§ PROVIDED TEXT:
= = =

Significant judgment is required in determining our provision for income taxes,
our deferred tax assets and liabilities and any valuation allowance recorded
against our deferred tax assets. We have recorded a valuation allowance of
$54,324,000 as of March 30, 2003, due to the uncertainty of realizing the
benefits of certain tax credits and net operating loss carryforwards before they
expire. The valuation allowance is based on our estimates of taxable income by
each jurisdiction in which we operate and the period over which our deferred tax
assets will be recoverable. In the event that actual results differ from these
estimates or we adjust these estimates in future periods, we may need to adjust
the valuation allowance, which could materially impact our financial position
and results of operations.

MARKET TRENDS AND CERTAIN CONTINGENCIES

(A) MARKET TRENDS

We expect that the expanding use of enterprise computing and storage, personal
computers, increasingly complex software and the emergence of new applications
for disk storage, such as digital video recording, gaming consoles, digital
cameras and other consumer applications, will increase disk drive demand and,
therefore, suspension assembly demand in the future. We also believe demand for
disk drives will continue to be subject, as it has in the past, to rapid or
unforeseen changes resulting from, among other things, changes in disk drive
inventory levels, technological advances, responses to competitive price changes
and unpredicted high or low market acceptance of new drive models. Improvements
in data density of disk drives, extending from the desktop market to server
drives, have reduced unit shipments of suspension assemblies since the third
quarter of 1999. However, data density improvements have grown at a slower rate
in the past year, and we believe they will continue to grow at a slower rate in
the upcoming year.

Worldwide suspension assembly shipments increased in the first half of 2003 due
to an increase in disk drive production, slower growth in data density
improvements and temporary lower production yields at some disk drive and
recording head manufacturers as they transition to higher density recording
heads. We expect the continued transition to higher density recording heads to
result in data density improvements in the second half of 2003, which could
reduce worldwide suspension assembly shipments for the second half of 2003.
Beyond 2003, we believe that worldwide suspension assembly shipments may
gradually increase as average suspension assembly counts within disk drives
stabilize and overall disk drive demand growth increases. We continue to have
limited visibility for future demand.

As in past years, disk drives continue to be the storage device of choice for
applications requiring low access times and higher capacities because of their
speed and low cost per gigabyte of stored data. The cost of storing data on disk
drives continues to decrease primarily due to increasing data density, thereby
increasing storage capacity in disk drives or reducing the number of components,
including suspension assemblies, required in a disk drive.

= = =

§ DATA SECTION:

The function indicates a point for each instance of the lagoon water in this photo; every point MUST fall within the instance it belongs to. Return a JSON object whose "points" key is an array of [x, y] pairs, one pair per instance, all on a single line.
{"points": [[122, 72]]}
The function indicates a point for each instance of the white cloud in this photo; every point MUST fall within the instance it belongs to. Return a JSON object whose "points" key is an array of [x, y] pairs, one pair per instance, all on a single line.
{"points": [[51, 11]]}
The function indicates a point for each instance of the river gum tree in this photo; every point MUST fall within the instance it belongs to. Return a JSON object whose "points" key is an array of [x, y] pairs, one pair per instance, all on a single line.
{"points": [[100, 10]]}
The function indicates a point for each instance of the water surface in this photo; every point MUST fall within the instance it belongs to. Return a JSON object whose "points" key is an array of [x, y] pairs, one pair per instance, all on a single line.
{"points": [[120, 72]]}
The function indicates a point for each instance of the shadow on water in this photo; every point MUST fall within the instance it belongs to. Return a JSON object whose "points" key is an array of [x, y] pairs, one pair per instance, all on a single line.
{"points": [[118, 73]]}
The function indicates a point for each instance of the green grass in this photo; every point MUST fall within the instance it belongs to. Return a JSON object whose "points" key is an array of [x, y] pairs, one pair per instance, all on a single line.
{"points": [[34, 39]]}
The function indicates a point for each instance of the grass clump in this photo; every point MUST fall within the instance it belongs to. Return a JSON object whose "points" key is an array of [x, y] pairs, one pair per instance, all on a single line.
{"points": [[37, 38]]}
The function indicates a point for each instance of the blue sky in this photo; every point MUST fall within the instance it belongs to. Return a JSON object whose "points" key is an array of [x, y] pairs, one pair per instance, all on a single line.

= = =

§ SET PROBLEM 1: In the financial report excerpt, what amount of valuation allowance had been recorded as of March 30, 2003?
§ SET PROBLEM 2: Extend the financial report excerpt on disk drives and suspension assemblies past its final sentence.

§ WRITTEN REPLY 1: $54,324,000

§ WRITTEN REPLY 2:
The continual pursuit of increasing data density and lower storage costs are
leading to further adoption of value-added features for suspension assemblies,
such as dampers, extended arms, headlifts, limiters and static dissipative
coatings. Our suspension assemblies also allow for dual stage actuation, which
incorporates a second stage actuator on the suspension to improve head
positioning over increasingly tighter data tracks. Additionally, our suspension
assemblies can be configured to allow for attachment of preamplifiers near the
head to improve data transfer signals.

The introduction of new types or sizes of read/write heads and new disk drive
designs tends to initially decrease customers' yields with the result that we
may experience temporary elevations of demand for some types of suspension
assemblies. We believe that reduced production yields at some of our customers
due to their transition to higher density recording heads resulted in increased
shipments of our suspension assemblies in the first half of 2003. As programs
mature, higher customer yields decrease the demand for suspension assemblies.
The advent of new heads and new drive designs may require rapid de-



velopment and implementation of new suspension assembly types which temporarily
may reduce our manufacturing yields and efficiencies. These changes will
continue to affect us.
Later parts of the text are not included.